■ **Document text**

= = =

His best friend Yale (Michael Murphy) is falling for Mary (Diane Keaton), a free-spirited, brainy, Philadelphia woman who speaks her mind and isn’t concerned at all about public opinions. Her predicament is that Yale is happily married and not likely to alter his spousal situation, which significantly feeds her insecurity. This opens up an opportunity for Isaac to step in and spend time with Mary, even though his first impression of her is less than agreeable and he wouldn’t think to steal her away from his pal.

= = =

■ **Records provided**
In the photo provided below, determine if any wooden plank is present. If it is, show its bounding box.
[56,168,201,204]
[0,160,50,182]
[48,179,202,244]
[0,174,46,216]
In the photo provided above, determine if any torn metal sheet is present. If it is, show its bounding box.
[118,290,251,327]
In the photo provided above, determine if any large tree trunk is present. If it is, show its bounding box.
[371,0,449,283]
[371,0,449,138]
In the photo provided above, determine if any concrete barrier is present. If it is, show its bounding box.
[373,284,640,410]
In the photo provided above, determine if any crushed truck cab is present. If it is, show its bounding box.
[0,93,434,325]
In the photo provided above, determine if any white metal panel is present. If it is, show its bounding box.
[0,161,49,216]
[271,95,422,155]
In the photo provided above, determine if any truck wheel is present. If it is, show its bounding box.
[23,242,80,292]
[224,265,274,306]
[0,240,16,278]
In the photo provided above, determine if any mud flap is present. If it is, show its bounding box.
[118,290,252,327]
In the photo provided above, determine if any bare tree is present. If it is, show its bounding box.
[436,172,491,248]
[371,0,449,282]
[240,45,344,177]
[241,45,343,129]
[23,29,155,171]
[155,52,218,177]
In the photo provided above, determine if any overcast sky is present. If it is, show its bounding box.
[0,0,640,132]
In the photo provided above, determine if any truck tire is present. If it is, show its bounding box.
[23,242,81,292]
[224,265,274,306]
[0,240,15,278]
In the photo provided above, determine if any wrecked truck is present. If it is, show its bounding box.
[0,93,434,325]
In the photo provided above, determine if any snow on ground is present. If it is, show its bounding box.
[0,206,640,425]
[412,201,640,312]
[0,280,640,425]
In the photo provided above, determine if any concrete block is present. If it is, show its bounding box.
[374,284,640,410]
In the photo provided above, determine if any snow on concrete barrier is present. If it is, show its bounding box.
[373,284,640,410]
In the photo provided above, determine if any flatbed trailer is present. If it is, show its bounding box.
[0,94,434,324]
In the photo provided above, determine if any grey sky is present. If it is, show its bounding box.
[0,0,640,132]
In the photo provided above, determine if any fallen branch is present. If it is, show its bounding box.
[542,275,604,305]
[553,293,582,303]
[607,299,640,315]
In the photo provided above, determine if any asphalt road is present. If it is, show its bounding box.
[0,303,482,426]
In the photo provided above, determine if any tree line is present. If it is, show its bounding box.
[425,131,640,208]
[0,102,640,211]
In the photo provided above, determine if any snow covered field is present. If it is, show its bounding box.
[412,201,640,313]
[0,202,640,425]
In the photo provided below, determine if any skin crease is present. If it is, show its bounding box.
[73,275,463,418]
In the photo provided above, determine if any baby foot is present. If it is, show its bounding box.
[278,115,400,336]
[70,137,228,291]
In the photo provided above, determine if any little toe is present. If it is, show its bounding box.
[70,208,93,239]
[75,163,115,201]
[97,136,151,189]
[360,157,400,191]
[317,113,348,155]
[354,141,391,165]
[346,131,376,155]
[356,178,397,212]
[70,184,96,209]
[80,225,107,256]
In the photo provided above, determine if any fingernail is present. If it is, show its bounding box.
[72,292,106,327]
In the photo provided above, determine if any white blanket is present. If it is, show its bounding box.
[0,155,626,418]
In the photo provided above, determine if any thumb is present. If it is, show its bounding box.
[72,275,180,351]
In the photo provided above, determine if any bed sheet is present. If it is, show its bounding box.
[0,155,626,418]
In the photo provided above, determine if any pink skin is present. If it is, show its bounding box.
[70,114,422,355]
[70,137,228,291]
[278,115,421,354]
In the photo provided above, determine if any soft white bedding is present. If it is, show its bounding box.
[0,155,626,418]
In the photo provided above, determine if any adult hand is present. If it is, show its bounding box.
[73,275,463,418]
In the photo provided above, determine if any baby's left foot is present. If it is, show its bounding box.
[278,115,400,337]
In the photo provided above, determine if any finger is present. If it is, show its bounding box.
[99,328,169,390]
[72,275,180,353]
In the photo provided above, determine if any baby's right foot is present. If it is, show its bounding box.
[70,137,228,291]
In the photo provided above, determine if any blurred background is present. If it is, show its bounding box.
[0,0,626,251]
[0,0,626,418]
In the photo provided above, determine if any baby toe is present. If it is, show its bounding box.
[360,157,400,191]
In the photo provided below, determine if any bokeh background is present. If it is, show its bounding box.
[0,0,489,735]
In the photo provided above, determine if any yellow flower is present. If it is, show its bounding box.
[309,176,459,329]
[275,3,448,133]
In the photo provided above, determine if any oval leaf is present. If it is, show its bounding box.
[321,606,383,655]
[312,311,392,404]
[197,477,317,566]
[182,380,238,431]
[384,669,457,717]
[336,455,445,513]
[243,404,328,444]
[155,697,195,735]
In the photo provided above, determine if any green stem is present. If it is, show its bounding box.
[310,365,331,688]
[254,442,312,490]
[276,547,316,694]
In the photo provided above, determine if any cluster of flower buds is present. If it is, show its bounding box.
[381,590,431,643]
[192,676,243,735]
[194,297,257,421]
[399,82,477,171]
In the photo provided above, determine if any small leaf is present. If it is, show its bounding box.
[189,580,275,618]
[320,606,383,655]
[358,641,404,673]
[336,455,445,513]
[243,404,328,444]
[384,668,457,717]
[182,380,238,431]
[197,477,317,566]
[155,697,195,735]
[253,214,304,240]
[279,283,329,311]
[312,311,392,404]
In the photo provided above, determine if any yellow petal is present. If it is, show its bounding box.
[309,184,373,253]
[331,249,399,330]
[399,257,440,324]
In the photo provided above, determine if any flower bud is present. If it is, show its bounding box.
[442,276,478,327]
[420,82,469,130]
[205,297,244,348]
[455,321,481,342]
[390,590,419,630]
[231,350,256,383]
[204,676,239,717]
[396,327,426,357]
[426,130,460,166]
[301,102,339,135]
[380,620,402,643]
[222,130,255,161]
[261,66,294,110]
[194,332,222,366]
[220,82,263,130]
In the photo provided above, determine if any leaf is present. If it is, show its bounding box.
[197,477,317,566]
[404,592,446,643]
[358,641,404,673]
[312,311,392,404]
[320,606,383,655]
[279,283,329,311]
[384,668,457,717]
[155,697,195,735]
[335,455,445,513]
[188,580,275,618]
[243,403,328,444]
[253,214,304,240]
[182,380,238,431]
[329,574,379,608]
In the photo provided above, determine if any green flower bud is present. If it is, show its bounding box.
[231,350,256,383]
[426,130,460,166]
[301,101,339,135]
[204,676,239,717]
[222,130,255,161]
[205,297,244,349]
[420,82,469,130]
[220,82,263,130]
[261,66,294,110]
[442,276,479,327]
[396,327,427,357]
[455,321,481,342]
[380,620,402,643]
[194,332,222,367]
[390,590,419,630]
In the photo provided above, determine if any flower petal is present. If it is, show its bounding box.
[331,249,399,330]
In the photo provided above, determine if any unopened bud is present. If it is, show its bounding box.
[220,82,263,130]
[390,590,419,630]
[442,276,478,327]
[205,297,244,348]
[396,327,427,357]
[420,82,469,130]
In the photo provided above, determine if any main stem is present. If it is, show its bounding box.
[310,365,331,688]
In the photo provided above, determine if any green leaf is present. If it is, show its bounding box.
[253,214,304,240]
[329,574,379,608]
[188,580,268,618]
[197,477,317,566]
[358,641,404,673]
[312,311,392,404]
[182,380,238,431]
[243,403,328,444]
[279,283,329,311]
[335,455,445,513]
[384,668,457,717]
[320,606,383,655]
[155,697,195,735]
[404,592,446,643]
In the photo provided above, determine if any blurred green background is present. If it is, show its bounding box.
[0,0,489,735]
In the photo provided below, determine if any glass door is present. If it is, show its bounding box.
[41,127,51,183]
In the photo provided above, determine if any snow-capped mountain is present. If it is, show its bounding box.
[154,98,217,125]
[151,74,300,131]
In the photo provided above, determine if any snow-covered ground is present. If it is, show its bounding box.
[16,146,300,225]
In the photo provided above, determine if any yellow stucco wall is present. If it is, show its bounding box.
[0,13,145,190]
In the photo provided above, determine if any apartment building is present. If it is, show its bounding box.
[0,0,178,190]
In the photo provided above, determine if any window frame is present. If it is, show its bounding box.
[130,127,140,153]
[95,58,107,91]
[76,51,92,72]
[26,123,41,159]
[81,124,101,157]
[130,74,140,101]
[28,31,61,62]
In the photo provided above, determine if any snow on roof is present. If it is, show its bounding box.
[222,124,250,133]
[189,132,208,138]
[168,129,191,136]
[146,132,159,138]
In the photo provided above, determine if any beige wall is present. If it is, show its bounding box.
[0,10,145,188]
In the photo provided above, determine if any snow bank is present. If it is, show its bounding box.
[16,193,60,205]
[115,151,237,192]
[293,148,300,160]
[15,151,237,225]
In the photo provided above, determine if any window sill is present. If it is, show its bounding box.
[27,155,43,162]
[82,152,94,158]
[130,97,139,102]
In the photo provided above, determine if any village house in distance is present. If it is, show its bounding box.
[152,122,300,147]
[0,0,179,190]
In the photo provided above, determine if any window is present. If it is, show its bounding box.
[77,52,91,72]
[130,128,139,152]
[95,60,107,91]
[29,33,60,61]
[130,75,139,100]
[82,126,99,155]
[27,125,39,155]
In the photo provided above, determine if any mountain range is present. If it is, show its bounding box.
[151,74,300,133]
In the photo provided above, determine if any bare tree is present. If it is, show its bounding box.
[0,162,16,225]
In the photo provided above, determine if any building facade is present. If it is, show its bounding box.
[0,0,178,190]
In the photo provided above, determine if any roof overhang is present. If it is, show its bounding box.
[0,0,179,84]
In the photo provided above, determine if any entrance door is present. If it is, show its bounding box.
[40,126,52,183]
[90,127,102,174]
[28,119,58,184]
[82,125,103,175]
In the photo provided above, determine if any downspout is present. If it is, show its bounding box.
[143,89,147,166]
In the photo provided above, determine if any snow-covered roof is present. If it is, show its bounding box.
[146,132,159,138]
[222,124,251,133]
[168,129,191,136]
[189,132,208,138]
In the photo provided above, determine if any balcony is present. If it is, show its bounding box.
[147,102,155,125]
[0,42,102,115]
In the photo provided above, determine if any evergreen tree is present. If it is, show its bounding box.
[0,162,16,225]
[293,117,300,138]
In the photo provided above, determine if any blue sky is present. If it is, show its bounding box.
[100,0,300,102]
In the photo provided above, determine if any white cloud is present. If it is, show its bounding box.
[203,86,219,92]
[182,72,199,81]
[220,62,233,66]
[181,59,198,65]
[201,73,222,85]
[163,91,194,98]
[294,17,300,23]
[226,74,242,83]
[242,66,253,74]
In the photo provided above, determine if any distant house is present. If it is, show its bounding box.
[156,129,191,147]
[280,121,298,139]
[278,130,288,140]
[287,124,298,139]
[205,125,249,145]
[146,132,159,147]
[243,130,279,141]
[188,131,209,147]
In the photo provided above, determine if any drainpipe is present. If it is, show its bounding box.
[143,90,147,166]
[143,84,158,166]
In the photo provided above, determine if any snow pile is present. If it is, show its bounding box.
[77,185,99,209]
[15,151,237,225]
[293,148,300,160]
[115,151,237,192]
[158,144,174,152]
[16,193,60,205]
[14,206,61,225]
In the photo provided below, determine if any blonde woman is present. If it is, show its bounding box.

= = =

■ **Objective**
Transcribe the passage about Yale, Mary, and Isaac word for word, starting with "His best friend" and going on through "from his pal.". Rely on the text by itself.

■ **Full output**
His best friend Yale (Michael Murphy) is falling for Mary (Diane Keaton), a free-spirited, brainy, Philadelphia woman who speaks her mind and isn’t concerned at all about public opinions. Her predicament is that Yale is happily married and not likely to alter his spousal situation, which significantly feeds her insecurity. This opens up an opportunity for Isaac to step in and spend time with Mary, even though his first impression of her is less than agreeable and he wouldn’t think to steal her away from his pal.